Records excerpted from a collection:
☆ ☆ ☆ ☆
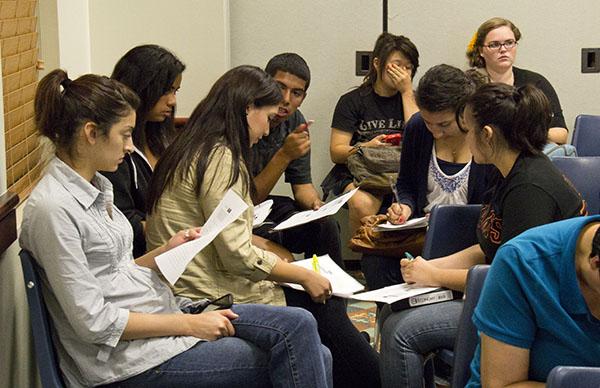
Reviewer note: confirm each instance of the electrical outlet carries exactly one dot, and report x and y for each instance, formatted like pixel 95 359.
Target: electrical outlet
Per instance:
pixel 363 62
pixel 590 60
☆ ☆ ☆ ☆
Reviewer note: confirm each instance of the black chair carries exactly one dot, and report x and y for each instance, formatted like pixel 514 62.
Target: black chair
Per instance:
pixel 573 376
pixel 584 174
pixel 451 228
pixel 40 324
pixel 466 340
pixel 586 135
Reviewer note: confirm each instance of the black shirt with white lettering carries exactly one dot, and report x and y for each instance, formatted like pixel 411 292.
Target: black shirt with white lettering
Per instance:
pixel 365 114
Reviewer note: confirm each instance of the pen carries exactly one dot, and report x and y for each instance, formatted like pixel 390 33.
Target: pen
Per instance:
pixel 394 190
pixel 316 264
☆ ☆ ☆ ☆
What lines in the entries above include the string "white"? Return each one.

| Solution to this task |
Reviewer note: confirm each instance of the black shirt with white lettering carries exactly one dot, and report x and y for each instance, formatted like pixel 411 292.
Target: black shirt with white lettering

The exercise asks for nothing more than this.